## SELECTED TEXT
^^^^^^^^

The opening keynote was delivered by Fiona Foley, a Badjtala artist and academic, from K'gari (Fraser Island to us white folks). It was fascinating. Foley's family has a long tradition of writing and publishing with her uncle, Wilf Reeves, publishing the first Indigenous children's book in 1964 - The Legends of Moonie Jarl. Foley showed us some of the pages and the illustrations are incredibly beautiful. Her mother, Shirley Foley, spent twenty years putting together a Badtjala-English word list. Badtjala can be considered an endangered language as only older people now speak some of the words. Foley herself has written several books (her latest book is Biting the Clouds - see image below) and she has undertaken considerable historical research to uncover the history of the Badtjala people but also other Aboriginal nations in Queensland. This research is also critical to her art practice.
Her keynote was titled Lifting the Veil on Aboriginal Knowledges, and she lamented the absence of not only of critical race studies in our universities but also the almost complete absence of anything to do with Aboriginal and Torres Strait Islanders in our education system. As she said, ignorance is no longer an excuse and it should not be up to our Indigenous to teach and embed this history in our curricula. In her paper, she mentioned several important historical works that influenced her and I'm looking forward to getting these references.

^^^^^^^^

## EXERCISE INPUT

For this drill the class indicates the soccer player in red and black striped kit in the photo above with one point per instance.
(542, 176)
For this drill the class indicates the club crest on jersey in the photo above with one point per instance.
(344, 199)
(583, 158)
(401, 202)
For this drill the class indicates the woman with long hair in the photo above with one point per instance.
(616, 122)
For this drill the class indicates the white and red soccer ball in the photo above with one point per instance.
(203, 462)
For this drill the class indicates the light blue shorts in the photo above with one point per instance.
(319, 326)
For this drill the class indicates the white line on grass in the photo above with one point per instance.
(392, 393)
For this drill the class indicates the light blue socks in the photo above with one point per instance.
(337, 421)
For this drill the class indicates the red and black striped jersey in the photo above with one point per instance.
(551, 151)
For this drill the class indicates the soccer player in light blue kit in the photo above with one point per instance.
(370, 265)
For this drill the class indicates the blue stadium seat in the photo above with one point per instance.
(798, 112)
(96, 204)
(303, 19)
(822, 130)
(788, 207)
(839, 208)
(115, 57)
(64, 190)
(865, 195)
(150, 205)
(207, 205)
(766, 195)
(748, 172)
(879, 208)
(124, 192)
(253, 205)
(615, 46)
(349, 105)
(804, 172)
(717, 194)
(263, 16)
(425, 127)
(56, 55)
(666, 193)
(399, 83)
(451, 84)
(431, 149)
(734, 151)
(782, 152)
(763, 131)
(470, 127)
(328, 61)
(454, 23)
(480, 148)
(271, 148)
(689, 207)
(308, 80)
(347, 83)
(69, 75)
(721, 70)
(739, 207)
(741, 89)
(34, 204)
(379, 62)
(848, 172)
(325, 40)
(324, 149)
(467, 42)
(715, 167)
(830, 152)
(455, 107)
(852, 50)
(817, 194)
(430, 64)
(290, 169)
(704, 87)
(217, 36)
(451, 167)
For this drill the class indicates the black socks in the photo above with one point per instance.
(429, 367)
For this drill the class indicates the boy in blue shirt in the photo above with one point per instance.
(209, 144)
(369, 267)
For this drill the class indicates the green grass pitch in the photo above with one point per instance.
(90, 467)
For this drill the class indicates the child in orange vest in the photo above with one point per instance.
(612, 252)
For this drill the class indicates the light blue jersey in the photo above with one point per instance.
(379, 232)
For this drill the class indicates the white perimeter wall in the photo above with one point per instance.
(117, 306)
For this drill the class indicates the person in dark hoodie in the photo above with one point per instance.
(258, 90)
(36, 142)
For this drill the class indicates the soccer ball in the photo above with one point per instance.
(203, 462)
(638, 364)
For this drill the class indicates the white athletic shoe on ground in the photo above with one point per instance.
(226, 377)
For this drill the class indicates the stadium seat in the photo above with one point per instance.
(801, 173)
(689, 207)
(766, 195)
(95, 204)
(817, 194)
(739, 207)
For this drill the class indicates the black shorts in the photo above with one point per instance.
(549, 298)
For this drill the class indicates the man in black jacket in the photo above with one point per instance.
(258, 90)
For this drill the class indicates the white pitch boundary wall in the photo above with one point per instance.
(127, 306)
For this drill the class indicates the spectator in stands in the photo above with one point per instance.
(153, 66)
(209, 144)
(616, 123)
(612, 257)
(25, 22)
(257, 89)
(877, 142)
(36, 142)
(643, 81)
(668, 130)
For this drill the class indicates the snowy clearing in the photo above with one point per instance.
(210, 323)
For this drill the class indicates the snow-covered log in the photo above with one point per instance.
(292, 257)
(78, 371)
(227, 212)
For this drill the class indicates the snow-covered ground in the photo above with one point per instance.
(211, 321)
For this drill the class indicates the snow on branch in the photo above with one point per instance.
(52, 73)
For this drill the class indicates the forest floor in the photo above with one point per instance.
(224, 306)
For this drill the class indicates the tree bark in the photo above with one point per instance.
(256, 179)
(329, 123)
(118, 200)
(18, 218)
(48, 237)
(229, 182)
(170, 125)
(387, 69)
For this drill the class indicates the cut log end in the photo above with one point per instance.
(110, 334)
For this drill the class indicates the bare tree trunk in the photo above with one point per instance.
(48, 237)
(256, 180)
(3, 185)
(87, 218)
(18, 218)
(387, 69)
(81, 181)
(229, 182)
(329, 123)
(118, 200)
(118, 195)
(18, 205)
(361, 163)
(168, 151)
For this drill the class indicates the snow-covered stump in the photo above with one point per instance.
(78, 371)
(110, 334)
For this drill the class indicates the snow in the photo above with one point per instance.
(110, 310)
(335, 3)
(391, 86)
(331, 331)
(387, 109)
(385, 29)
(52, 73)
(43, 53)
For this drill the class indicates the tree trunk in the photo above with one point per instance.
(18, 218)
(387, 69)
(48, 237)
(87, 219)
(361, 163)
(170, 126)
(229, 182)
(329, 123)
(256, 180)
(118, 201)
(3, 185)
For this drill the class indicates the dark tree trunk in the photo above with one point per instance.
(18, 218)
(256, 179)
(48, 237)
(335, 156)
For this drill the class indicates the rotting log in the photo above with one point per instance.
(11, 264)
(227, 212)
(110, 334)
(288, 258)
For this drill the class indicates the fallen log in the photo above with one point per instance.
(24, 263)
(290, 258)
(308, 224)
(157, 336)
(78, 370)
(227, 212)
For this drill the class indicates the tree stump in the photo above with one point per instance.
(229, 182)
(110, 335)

^^^^^^^^

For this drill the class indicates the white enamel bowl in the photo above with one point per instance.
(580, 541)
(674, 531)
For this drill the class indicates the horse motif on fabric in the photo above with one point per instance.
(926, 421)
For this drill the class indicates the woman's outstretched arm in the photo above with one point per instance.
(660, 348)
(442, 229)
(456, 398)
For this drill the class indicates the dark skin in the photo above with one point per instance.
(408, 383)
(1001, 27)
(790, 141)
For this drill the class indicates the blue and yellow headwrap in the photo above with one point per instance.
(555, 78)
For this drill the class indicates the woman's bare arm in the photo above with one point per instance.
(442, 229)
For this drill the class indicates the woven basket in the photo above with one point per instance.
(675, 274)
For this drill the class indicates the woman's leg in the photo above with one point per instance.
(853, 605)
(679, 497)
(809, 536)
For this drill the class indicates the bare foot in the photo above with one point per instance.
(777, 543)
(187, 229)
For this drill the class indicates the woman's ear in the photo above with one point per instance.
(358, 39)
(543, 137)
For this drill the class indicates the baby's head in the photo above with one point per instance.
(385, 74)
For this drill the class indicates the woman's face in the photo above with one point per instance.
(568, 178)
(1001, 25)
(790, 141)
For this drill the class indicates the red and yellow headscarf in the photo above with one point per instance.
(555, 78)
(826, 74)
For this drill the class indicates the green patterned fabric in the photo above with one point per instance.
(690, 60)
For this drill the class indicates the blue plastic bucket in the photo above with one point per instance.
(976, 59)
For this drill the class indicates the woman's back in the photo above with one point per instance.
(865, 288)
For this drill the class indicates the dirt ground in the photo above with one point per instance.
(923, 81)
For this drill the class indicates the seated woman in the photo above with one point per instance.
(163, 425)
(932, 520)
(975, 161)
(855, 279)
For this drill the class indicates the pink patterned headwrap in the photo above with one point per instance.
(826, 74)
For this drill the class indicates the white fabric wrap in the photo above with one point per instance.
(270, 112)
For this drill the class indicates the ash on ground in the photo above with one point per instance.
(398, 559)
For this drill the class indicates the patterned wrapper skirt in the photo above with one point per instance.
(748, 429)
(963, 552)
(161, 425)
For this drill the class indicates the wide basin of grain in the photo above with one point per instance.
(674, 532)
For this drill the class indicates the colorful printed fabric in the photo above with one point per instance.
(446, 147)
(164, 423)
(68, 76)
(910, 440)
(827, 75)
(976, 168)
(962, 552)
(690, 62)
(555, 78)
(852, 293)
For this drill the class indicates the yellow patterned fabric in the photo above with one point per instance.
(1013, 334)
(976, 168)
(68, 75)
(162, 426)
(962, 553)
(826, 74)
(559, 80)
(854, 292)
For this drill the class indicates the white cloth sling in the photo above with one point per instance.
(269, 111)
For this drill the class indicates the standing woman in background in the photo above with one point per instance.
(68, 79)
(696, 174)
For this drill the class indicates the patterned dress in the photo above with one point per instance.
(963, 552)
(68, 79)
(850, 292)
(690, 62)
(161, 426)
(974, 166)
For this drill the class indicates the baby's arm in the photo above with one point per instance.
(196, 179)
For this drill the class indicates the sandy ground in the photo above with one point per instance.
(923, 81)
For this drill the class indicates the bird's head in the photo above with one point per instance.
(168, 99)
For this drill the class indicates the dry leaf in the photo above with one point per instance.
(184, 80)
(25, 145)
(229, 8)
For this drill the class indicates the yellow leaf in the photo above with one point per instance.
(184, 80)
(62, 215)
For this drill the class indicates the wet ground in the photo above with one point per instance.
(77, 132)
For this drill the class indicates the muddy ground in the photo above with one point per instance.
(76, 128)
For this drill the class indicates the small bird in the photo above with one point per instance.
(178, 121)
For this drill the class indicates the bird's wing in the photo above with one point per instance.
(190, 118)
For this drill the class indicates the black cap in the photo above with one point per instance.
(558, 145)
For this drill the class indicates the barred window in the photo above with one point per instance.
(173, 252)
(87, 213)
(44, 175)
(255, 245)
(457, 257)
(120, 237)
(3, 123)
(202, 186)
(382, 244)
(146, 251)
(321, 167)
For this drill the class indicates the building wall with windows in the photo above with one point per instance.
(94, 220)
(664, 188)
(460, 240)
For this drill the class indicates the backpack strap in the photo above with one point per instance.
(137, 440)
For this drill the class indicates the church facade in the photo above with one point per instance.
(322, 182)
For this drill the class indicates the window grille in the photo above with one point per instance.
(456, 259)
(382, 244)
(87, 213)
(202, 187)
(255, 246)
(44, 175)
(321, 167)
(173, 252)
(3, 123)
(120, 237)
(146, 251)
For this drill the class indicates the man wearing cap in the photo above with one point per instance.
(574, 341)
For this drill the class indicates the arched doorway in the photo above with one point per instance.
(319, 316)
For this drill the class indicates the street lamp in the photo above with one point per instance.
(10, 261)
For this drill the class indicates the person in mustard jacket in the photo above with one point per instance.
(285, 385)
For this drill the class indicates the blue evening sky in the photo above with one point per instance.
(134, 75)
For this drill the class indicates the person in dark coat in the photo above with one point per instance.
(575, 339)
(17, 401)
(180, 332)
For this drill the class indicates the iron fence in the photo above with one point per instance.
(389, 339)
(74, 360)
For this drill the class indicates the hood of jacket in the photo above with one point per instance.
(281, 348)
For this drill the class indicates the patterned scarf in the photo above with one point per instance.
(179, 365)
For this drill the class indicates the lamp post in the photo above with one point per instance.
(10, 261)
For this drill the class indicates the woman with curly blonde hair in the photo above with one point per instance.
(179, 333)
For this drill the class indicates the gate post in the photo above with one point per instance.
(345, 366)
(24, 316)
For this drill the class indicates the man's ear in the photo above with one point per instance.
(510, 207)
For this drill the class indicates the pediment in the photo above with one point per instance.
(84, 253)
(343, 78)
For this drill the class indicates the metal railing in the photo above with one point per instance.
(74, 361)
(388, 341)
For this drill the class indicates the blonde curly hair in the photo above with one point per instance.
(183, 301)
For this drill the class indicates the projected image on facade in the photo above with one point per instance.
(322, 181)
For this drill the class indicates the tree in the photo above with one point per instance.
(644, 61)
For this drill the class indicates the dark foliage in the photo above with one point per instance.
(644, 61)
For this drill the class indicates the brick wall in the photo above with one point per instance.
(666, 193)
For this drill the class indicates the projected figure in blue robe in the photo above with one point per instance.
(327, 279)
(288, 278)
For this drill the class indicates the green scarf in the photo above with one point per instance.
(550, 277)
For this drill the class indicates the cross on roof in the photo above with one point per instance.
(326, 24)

^^^^^^^^

## COMPLETE THE FOLLOWING
- 1) Pick out each line of the records that contains the word "post".
- 2) Proceed with the keynote passage, writing on from its final sentence.
The keynote passage and the records come from unrelated sources.

## THE RESPONSES
- 1)
For this drill the class indicates the lamp post in the photo above with one point per instance.
For this drill the class indicates the gate post in the photo above with one point per instance.

- 2)
As an aside, she gave a shout-out to the effort to save the printmaking studio at Queensland College of the Arts, which is under threat of closure.
The first session after morning tea was themed Reimagined Collections and Archives and featured papers from Eric Riddler of the Art Gallery of New South Wales on the digitisation of a major slide collection and its uses, Keri Klumpp of the University of Queensland on the digitisation of the Daphne Mayo Archive and how it was being used in research, Jacklyn Young from QAGOMA on the Peter Tyndall/Robert MacPherson Correspondence Archive and its use in exhibitions, Tim Mosely from the Queensland College of the Arts and his explorations of the haptic in his art practice and whether it would translate into a digital collection, and Russell Craig and Therese Nolan-Brown on the development ot the Queensland College of the Arts Print Archive.
The variety of materials and uses explored in these papers was fascinating, covering digital and material, sight and touch, art techniques and research methods. Unfortunately, due to technical issues, I missed the first part of Eric's paper and will have to watch it in full after the conference when it's made available online.
The second session was devoted to artists' residencies in libraries and covered the Printer-in-Residence program at the University of Sydney Library, using an antique Albion letterpress printer, Clyde McGill's meditations on material space, including looking, listening, and walking, and Seth Ellis's work in identifying hidden historical sounds in the State Library of Queensland's collections and finding ways to describe it so that it can be found by users.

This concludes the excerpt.